### SOURCE EXCERPT ###
I tested these changes out and it seemed to work quite well.  My X.
directory was cleaned out within an hour and I received all sorts of
backlogged mail!  I guess the only real cleanup would be to change the
(24*3600) to a defined constant, but I didn't feel like it at the
time...

/Joe Kelsey	John Fluke Mfg. Co., Inc.
{microsoft, uw-beaver, allegra}!fluke

honey@down.UUCP (code 101) (02/24/84)

while i agree with your goals, the removal of dead C., D., and X. files
is not a job for the core programs (uucp, uux, uuxqt, and uucico).
over a period of years, redman collected hundreds of dead work files on
harpo and wrote a shell script, which he called SuperShell, that
analyzes and dispenses with them (e.g., giving rnews or rmail their
orphaned input, and returning ancient mail to its sender).  nowitz
converted this script into a c program (called uucleanup), and arranged
for the "standard" daily daemon in honey danber to invoke it.
	peter honeyman

joe@fluke.UUCP (Joe Kelsey) (03/01/84)
###
▸ STATED EXERCISE A
Please return the part of the uucp cleanup discussion that opens with the words containing "I tested these" and closes with "(code 101) (02/24/84)".
▸ STATED EXERCISE B
According to the uucp cleanup discussion, what showed Joe Kelsey that his changes worked well? Answer in one to three sentences.
These entries have no connection to the uucp cleanup discussion.
### EXTRACTED MATERIAL ###
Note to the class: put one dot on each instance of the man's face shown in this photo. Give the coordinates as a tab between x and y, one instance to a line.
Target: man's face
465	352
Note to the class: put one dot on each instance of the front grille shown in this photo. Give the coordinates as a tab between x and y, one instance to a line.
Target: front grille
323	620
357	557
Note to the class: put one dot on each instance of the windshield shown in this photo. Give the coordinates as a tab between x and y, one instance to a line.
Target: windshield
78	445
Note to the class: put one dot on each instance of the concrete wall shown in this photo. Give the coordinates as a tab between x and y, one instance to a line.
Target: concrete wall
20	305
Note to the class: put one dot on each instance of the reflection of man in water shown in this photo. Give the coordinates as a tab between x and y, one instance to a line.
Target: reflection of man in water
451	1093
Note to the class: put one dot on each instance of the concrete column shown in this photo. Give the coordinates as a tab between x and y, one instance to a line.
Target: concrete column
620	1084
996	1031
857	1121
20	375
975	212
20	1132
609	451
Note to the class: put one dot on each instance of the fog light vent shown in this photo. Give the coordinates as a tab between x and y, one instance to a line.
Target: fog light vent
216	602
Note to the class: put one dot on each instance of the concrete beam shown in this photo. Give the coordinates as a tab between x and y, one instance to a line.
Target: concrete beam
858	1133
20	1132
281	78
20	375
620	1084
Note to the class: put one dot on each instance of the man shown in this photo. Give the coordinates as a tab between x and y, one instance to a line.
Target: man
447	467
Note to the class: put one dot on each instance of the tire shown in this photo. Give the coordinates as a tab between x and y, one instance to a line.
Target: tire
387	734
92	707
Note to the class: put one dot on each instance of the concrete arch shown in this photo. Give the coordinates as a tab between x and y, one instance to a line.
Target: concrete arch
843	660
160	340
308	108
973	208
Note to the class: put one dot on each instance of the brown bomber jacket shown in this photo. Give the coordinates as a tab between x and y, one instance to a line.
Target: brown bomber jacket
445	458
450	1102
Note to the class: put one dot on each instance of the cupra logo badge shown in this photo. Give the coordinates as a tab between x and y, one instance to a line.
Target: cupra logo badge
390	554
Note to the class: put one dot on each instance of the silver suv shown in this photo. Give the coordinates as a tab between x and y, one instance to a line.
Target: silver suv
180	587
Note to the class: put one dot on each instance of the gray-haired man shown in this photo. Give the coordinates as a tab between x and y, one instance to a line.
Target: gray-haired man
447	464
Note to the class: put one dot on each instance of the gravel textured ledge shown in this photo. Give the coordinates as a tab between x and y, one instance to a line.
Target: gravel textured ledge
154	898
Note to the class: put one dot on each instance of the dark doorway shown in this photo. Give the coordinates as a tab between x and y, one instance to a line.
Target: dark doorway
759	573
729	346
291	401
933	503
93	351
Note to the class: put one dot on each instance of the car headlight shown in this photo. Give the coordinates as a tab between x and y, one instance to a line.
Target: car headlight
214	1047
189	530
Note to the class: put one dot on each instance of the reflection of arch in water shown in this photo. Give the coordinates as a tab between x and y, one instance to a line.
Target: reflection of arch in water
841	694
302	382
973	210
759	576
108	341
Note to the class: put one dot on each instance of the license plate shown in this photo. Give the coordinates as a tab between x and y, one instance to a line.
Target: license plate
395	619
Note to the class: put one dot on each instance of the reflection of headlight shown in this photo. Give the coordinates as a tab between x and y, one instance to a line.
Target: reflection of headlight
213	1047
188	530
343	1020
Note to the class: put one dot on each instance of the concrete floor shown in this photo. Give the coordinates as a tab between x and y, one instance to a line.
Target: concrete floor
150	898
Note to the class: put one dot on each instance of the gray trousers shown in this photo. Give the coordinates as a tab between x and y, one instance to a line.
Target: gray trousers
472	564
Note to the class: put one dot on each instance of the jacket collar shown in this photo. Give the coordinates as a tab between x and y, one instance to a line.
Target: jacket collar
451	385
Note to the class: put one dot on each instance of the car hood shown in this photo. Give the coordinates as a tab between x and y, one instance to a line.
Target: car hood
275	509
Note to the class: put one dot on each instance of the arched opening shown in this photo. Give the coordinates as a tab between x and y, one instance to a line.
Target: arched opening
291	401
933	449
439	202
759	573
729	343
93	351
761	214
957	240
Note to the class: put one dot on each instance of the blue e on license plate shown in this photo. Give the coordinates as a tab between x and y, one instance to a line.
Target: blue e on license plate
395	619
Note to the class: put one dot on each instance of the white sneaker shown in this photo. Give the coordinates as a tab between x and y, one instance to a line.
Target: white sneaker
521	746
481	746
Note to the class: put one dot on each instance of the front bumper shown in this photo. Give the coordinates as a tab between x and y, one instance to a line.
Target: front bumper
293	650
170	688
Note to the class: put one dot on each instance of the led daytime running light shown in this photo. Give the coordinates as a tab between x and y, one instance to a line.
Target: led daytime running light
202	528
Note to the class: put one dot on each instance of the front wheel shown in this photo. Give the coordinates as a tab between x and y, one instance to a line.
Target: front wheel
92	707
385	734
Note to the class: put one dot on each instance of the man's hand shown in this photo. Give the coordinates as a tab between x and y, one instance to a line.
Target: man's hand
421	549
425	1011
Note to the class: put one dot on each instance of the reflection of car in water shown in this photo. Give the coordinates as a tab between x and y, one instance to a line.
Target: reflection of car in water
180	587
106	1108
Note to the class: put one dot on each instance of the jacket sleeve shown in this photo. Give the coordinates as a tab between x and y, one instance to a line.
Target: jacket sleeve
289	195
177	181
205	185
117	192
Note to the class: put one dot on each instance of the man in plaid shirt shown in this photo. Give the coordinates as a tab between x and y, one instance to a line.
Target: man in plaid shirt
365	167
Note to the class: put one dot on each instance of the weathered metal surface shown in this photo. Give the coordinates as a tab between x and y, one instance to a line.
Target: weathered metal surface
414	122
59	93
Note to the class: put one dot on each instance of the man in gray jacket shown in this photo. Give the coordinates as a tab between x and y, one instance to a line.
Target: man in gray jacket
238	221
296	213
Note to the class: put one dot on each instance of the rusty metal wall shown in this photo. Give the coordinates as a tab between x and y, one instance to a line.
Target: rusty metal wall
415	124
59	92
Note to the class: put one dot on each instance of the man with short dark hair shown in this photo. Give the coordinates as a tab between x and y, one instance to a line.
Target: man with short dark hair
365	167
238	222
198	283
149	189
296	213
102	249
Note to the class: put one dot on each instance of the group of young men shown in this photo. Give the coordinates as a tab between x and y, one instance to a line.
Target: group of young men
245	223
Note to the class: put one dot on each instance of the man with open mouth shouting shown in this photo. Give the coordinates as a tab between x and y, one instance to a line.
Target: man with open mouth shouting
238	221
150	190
###
▸ EXERCISE RESPONSE A
I tested these changes out and it seemed to work quite well.  My X.
directory was cleaned out within an hour and I received all sorts of
backlogged mail!  I guess the only real cleanup would be to change the
(24*3600) to a defined constant, but I didn't feel like it at the
time...

/Joe Kelsey	John Fluke Mfg. Co., Inc.
{microsoft, uw-beaver, allegra}!fluke

honey@down.UUCP (code 101) (02/24/84)

▸ EXERCISE RESPONSE B
His X. directory was cleaned out within an hour. He also received all sorts of backlogged mail.